There's an active debate inside newsrooms, and particularly within the NPR newsroom, about how to characterize the statements of President Trump when they are at odds with evidence to the contrary.
That debate began during the presidential election campaign. For example, in 2015, candidate Trump claimed that when the World Trade Center was attacked on Sept. 11, "I watched in Jersey City, N.J., where thousands and thousands of people were cheering as that building was coming down."
The claim was never substantiated and NPR said so. But we didn't call him a liar.
In September 2016, Trump got into a tiff with an African-American pastor, the Rev. Faith Green Timmons of Bethel United Methodist Church in Flint, Mich. Timmons had criticized Trump for failing to keep his remarks to her congregation, as promised, nonpartisan. Trump later had his own version of that event. Our reporter Scott Detrow was there. He reported what he saw and heard, and that didn't back up Trump's account. Back then some listeners asked why NPR didn't just report that Trump was a liar.
This week that same question is being posed to NPR.
This time, NPR's Mary Louise Kelly reported on Trump's fence-mending visit to the CIA's headquarters in Langley, Va., the day after his inauguration. Despite his tweets comparing the intelligence services to those of Nazi Germany, Trump told his audience he is with them "a thousand percent." He also said that the media were to blame for making up the feud between him and the intelligence services. Kelly said, "It's provably not true. In that same speech out of the CIA this weekend, Trump also falsely inflated the size of the crowd at his inauguration."
Now many listeners want to know why Kelly didn't just call the president a liar.
On Morning Edition, Kelly explains why. She says she went to the Oxford English Dictionary seeking the definition of "lie."
"A false statement made with intent to deceive," Kelly says. "Intent being the key word there. Without the ability to peer into Donald Trump's head, I can't tell you what his intent was. I can tell you what he said and how that squares, or doesn't, with facts."
NPR's senior vice president for news, Michael Oreskes, says NPR has decided not to use the word "lie" and that Kelly got it right by avoiding that word.
"Our job as journalists is to report, to find facts, and establish their authenticity and share them with everybody," says Oreskes. "It's really important that people understand that these aren't our opinions. ... These are things we've established through our journalism, through our reporting ... and I think the minute you start branding things with a word like 'lie,' you push people away from you."
Oreskes acknowledges that other news organizations have made a different decision, most notably The New York Times, where he worked for more than two decades. The Times uses the word "lie" in this headline about Trump's repeated claim that millions of votes cast by immigrants who are in this country illegally prevented him from winning the popular vote.
As the Times and NPR have reported, there is no credible evidence of widespread voter fraud.
DAVID GREENE, HOST:
Let's talk about what to call a fact that is not a fact. President Trump made a string of statements at the CIA over the weekend. Our correspondent Mary Louise Kelly used this language to describe some of them.
(SOUNDBITE OF ARCHIVED BROADCAST)
MARY LOUISE KELLY, BYLINE: It's provably not true. That's what he said, and that is false. Trump also falsely inflated the size of the crowd at his inauguration.

········

**Parts of the exercise**:
1. In the NPR article on the word "lie," write out the passage from "There's an active" up to and including "him a liar." again, swapping "debate" for "discussion".
2. Using the NPR article on the word "lie," answer each question briefly:
(a) What church was the Rev. Faith Green Timmons associated with?
(b) Which dictionary did Mary Louise Kelly consult for the definition of "lie"?
(c) For how long did Michael Oreskes work at The New York Times?
3. Take the NPR article on the word "lie" further, picking up directly after its final line.

········

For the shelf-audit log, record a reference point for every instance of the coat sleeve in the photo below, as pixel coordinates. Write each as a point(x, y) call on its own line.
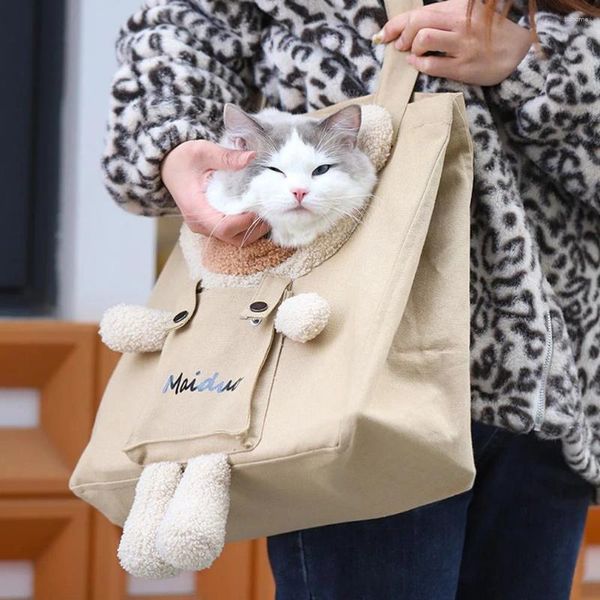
point(551, 103)
point(179, 62)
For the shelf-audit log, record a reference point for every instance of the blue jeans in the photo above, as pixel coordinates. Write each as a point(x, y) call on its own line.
point(514, 536)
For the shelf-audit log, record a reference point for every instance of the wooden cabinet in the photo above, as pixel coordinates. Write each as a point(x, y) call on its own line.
point(73, 547)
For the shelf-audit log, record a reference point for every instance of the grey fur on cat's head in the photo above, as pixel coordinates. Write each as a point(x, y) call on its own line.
point(308, 173)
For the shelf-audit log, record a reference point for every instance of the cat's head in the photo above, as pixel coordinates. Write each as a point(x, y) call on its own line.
point(307, 175)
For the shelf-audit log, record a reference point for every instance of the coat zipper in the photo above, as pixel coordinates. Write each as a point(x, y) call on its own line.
point(540, 407)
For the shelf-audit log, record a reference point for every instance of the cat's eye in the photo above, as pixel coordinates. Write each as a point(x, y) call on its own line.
point(321, 170)
point(276, 170)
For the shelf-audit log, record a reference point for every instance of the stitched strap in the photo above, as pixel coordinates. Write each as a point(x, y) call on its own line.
point(267, 297)
point(397, 78)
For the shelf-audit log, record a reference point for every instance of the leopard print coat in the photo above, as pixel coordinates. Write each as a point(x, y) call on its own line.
point(535, 249)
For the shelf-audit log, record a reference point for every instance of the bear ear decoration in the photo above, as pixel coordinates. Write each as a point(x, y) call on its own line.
point(342, 126)
point(243, 130)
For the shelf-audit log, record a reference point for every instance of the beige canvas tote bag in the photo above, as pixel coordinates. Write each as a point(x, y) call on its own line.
point(369, 419)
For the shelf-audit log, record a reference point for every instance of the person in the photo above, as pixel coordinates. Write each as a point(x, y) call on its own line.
point(531, 82)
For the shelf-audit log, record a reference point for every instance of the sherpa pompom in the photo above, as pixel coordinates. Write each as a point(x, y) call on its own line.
point(302, 317)
point(130, 328)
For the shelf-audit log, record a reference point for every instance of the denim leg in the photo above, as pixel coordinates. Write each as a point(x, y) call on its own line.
point(377, 559)
point(525, 523)
point(414, 555)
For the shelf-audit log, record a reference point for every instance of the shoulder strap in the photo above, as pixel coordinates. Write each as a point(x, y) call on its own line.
point(397, 77)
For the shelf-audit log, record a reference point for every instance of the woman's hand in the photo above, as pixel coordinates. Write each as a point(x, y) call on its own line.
point(470, 55)
point(185, 172)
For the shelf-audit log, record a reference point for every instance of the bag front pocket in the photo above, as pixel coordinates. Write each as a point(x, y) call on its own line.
point(207, 374)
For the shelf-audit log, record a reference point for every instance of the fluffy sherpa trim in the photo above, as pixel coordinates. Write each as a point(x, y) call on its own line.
point(130, 328)
point(137, 551)
point(221, 257)
point(375, 134)
point(300, 263)
point(192, 534)
point(302, 317)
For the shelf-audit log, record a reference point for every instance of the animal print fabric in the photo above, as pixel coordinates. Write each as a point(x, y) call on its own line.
point(535, 249)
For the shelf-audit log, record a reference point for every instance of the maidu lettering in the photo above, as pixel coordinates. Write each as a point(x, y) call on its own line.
point(179, 384)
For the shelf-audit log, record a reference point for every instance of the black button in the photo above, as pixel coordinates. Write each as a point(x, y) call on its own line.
point(180, 316)
point(259, 306)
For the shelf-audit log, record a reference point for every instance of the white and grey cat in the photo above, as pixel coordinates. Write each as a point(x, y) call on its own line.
point(307, 175)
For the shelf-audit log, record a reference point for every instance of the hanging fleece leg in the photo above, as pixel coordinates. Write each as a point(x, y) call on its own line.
point(137, 550)
point(192, 533)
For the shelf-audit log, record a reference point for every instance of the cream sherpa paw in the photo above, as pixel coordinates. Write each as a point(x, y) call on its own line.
point(130, 328)
point(137, 550)
point(375, 134)
point(192, 534)
point(302, 317)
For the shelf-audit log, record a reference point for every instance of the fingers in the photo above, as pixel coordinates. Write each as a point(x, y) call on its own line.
point(436, 40)
point(404, 27)
point(437, 66)
point(229, 160)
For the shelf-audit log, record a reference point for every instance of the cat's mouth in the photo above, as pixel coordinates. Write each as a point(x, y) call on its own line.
point(299, 209)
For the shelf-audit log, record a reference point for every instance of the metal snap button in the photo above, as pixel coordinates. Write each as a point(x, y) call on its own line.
point(180, 316)
point(259, 306)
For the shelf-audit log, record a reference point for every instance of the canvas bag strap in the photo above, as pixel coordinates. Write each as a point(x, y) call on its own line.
point(397, 78)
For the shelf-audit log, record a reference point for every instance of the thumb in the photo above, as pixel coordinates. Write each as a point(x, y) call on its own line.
point(231, 160)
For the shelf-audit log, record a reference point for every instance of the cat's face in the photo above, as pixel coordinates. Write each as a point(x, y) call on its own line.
point(307, 174)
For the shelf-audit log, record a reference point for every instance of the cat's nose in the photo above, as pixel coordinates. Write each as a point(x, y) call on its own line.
point(299, 193)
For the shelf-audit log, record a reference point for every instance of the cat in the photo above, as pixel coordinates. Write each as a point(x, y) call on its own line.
point(307, 175)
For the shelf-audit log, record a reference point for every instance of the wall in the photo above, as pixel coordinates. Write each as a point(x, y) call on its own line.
point(105, 255)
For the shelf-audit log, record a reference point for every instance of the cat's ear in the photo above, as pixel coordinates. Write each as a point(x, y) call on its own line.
point(343, 126)
point(243, 130)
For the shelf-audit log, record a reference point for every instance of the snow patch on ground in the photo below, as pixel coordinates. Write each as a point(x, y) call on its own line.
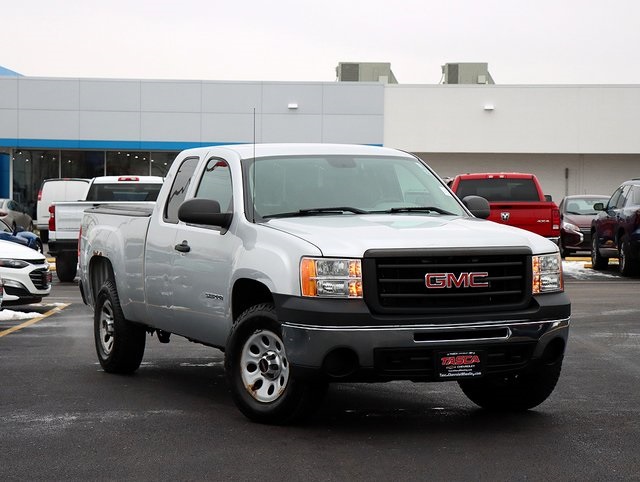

········

**Responses for each task**:
1.
There's an active discussion inside newsrooms, and particularly within the NPR newsroom, about how to characterize the statements of President Trump when they are at odds with evidence to the contrary.
That discussion began during the presidential election campaign. For example, in 2015, candidate Trump claimed that when the World Trade Center was attacked on Sept. 11, "I watched in Jersey City, N.J., where thousands and thousands of people were cheering as that building was coming down."
The claim was never substantiated and NPR said so. But we didn't call him a liar.

2.
(a) Bethel United Methodist Church in Flint, Mich.
(b) The Oxford English Dictionary.
(c) More than two decades.

3.
GREENE: But Mary Louise did not use the word lie. And many listeners asked why. To talk about why, Steve Inskeep sat down with Mary Louise as well as Michael Oreskes. He's the senior vice president who is in charge of news here at NPR.
STEVE INSKEEP, BYLINE: Good morning to you both.
MICHAEL ORESKES, BYLINE: Good morning.
KELLY: Good morning.
INSKEEP: Mary Louise, what exactly did people ask you?
KELLY: Well, to set the stage a bit further, on day one of his presidency, Donald Trump went to the CIA and delivered a remarkable speech - remarkable in part because he said several things that were not true. So in our reporting on that speech, we described them as you just heard there - as untrue claims, false denials, et cetera, which led to my inbox exploding with people writing to say, why are you pussyfooting around? Why not just say he lied?
INSKEEP: Just to be clear, pussyfooting was a phrase that someone...
KELLY: A direct quote that, I think, a couple of people tweeted at me.
INSKEEP: OK. Why not say he lied?
KELLY: So this has prompted me to go actually look up the word lie in the Oxford English Dictionary. And here's the definition. I'll read it - (reading) a false statement made with intent to deceive. Intent being the key word there - without the ability to peer into Donald Trump's head, I can't tell you what his intent was. I can tell you what he said and how that squares - or doesn't - with fact...
INSKEEP: And leave you...
KELLY: ...With publicly available fact.
INSKEEP: ...Leave the listener to make their own conclusions.
Mike Oreskes, how much discussion has there been about this word, lie?
ORESKES: There's been quite a bit. And of course, it began during the campaign. And we at NPR have decided not to use the word lie in most situations. And there's really two reasons. One of them is the one that Mary Louise cited. But to me, there's a second reason - and maybe more important. Our job as journalists is to report - to find facts, establish their authenticity and share them with everybody. And I think that when you use words like lie, it gets in the way of that.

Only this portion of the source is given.